- [What this task involves]:
Starting at the line that contains "of the night" and ending at the last line of the records, rewrite those lines with "disc" swapped for "circle" and everything else unchanged. Leave the pictures out of your answer.

- [The records]:
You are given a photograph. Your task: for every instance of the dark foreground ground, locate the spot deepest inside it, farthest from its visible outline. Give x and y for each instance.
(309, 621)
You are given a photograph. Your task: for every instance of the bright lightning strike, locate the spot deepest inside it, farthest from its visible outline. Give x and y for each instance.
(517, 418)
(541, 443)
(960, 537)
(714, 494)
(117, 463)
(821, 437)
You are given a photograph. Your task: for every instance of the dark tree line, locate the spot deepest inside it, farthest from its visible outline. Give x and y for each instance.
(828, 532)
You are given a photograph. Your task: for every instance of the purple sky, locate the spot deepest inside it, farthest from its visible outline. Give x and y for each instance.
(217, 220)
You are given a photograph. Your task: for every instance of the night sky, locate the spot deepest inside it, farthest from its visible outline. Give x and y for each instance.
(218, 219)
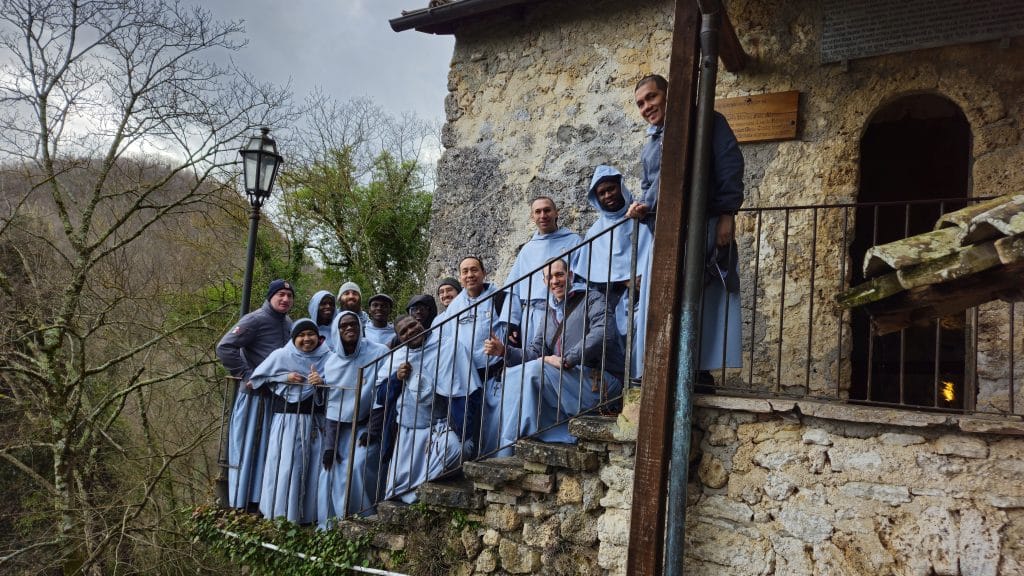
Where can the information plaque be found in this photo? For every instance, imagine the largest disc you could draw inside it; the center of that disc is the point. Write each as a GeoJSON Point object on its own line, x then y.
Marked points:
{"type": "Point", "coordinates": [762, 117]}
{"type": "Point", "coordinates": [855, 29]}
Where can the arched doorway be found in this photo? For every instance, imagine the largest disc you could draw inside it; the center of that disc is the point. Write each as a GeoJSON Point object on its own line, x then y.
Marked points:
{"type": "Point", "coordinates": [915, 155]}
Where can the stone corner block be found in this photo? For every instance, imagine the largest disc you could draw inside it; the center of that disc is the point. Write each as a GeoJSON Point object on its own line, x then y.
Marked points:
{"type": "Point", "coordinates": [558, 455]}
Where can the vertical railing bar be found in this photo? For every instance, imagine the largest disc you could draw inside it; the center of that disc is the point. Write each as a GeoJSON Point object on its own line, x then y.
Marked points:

- [Complete response]:
You are given a photograph. Your task: for every instance of the night sky, locate the spot deepest inside it, farthest from its visible outline. Give x and y for each instance.
(218, 219)
Where can the information plaque be found in this photo? For every instance, imagine the largest circle you could draw inside it; the center of that circle is the point. Write each as a GeoJSON Point object on its own line, x then y.
Marked points:
{"type": "Point", "coordinates": [762, 117]}
{"type": "Point", "coordinates": [855, 29]}
Where can the arched doorway be found in this photo? For every instance, imagine the largest circle you could draw inside it; the center of that circle is the point. Write each as a GeoJSON Point object on its own line, x then y.
Marked points:
{"type": "Point", "coordinates": [915, 155]}
Where can the stone corner block be found in this photo? For every instance, imagine the largest circle you could draw inside it; the center of that circle is the point. Write each as a GeoJSON Point object on its own line, x then y.
Marked points:
{"type": "Point", "coordinates": [558, 455]}
Where can the vertical railing bar be found in this photo? For every instance, imagine the largest circle you could draw inside it; the center of that circle is the point. Write each as a GeoJSON Point object on its own line, x then y.
Marked points:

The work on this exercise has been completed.